=== Record extracts ===
— start —

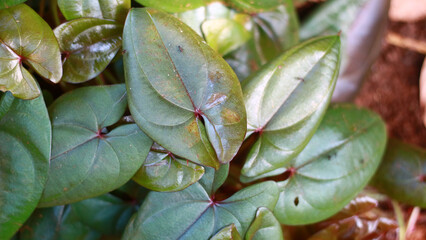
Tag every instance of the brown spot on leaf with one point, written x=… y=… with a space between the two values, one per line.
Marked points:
x=230 y=116
x=215 y=76
x=215 y=100
x=193 y=128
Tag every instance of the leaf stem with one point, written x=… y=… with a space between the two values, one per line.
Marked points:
x=400 y=218
x=110 y=77
x=412 y=221
x=41 y=8
x=407 y=43
x=54 y=12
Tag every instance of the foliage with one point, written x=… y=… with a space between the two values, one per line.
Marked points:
x=188 y=120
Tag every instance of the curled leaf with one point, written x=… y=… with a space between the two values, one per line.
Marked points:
x=334 y=167
x=227 y=233
x=173 y=5
x=285 y=103
x=193 y=213
x=88 y=46
x=87 y=160
x=103 y=9
x=162 y=171
x=25 y=138
x=250 y=6
x=26 y=38
x=181 y=92
x=264 y=226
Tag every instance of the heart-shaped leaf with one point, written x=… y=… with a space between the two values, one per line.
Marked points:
x=402 y=174
x=363 y=26
x=86 y=161
x=88 y=46
x=334 y=167
x=225 y=35
x=227 y=233
x=250 y=6
x=26 y=38
x=25 y=137
x=104 y=9
x=106 y=214
x=163 y=172
x=193 y=213
x=57 y=223
x=173 y=5
x=285 y=103
x=10 y=3
x=181 y=92
x=264 y=226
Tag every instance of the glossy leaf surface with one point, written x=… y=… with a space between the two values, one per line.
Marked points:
x=25 y=139
x=164 y=172
x=10 y=3
x=88 y=161
x=334 y=167
x=250 y=6
x=105 y=214
x=363 y=25
x=175 y=82
x=26 y=38
x=227 y=233
x=88 y=46
x=285 y=103
x=173 y=5
x=264 y=226
x=103 y=9
x=402 y=174
x=194 y=214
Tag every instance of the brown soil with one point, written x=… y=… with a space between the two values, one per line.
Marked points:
x=392 y=89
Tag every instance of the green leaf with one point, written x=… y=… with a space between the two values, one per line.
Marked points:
x=250 y=6
x=104 y=9
x=106 y=214
x=193 y=213
x=88 y=46
x=181 y=92
x=264 y=226
x=285 y=103
x=25 y=137
x=10 y=3
x=402 y=174
x=273 y=32
x=334 y=167
x=225 y=35
x=162 y=171
x=173 y=5
x=86 y=160
x=6 y=101
x=362 y=24
x=227 y=233
x=26 y=38
x=330 y=18
x=278 y=30
x=57 y=223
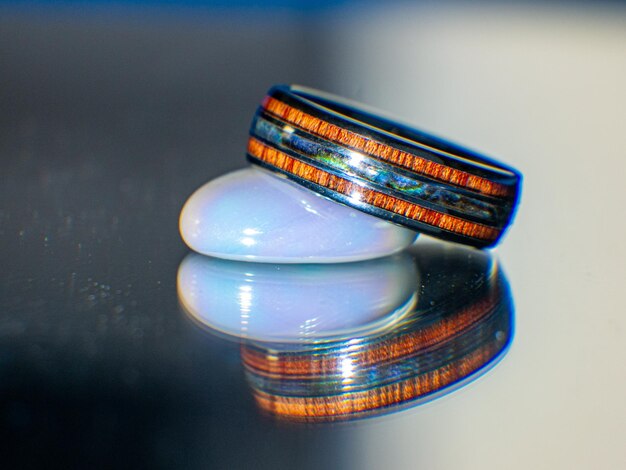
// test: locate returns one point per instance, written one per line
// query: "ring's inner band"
(390, 152)
(358, 113)
(377, 173)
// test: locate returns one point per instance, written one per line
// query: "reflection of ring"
(383, 168)
(458, 329)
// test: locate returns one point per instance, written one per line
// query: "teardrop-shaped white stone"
(252, 215)
(297, 303)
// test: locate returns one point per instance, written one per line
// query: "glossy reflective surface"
(109, 123)
(297, 303)
(452, 333)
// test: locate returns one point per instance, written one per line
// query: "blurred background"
(112, 113)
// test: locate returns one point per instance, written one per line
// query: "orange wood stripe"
(383, 151)
(270, 365)
(369, 196)
(368, 400)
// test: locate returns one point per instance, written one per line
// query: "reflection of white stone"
(251, 215)
(297, 303)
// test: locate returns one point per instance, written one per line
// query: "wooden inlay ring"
(427, 160)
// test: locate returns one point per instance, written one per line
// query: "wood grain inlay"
(372, 197)
(384, 152)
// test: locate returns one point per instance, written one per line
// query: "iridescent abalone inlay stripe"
(351, 164)
(385, 152)
(456, 225)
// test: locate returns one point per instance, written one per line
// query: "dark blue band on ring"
(383, 168)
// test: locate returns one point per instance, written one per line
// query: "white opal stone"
(297, 303)
(252, 215)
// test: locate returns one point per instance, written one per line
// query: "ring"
(346, 153)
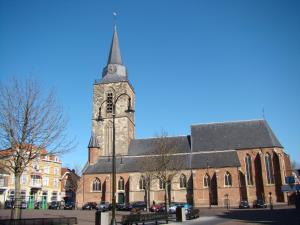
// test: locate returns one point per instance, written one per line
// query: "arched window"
(248, 170)
(108, 138)
(96, 184)
(206, 180)
(182, 181)
(162, 184)
(269, 168)
(109, 102)
(228, 180)
(142, 183)
(121, 184)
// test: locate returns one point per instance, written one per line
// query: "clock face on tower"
(111, 69)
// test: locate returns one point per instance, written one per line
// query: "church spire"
(114, 70)
(115, 53)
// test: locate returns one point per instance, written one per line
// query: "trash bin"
(180, 214)
(102, 218)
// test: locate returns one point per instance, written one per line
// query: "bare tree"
(148, 179)
(31, 124)
(164, 164)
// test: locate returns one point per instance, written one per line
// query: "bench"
(192, 214)
(143, 218)
(40, 221)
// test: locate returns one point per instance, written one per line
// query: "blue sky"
(190, 62)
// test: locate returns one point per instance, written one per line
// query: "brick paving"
(279, 216)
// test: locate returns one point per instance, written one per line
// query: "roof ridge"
(271, 134)
(225, 122)
(150, 138)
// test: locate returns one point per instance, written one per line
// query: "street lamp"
(100, 118)
(209, 180)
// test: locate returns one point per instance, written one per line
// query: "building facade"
(69, 181)
(223, 162)
(40, 180)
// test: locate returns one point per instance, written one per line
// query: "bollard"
(180, 214)
(102, 218)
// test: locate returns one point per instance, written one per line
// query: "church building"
(226, 161)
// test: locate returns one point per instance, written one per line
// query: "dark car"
(23, 205)
(38, 205)
(160, 207)
(8, 204)
(244, 205)
(69, 205)
(138, 206)
(89, 206)
(104, 206)
(259, 204)
(121, 206)
(55, 205)
(174, 205)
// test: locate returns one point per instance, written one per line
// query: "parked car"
(187, 207)
(55, 205)
(38, 205)
(23, 205)
(8, 204)
(244, 205)
(160, 207)
(69, 205)
(104, 206)
(89, 206)
(174, 205)
(121, 206)
(259, 204)
(137, 206)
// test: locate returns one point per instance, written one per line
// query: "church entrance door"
(214, 190)
(121, 198)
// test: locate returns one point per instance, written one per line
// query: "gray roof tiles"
(149, 146)
(210, 145)
(233, 135)
(198, 161)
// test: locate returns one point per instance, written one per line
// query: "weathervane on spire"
(115, 19)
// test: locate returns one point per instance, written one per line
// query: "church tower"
(114, 82)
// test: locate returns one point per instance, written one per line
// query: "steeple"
(114, 71)
(115, 53)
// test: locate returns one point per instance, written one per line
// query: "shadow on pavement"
(265, 216)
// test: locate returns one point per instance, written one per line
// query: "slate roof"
(233, 135)
(212, 145)
(115, 53)
(113, 78)
(149, 146)
(198, 160)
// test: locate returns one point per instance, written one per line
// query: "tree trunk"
(17, 200)
(167, 201)
(148, 199)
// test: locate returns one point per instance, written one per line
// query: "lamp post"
(129, 110)
(209, 181)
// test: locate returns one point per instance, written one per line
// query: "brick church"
(233, 161)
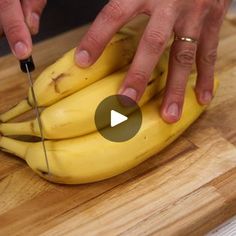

— end —

=== What the task requires ===
Gather every line of the items above that contains the word "building". Case counts.

=== Finished exercise ===
// query: "building facade"
// query: "church building"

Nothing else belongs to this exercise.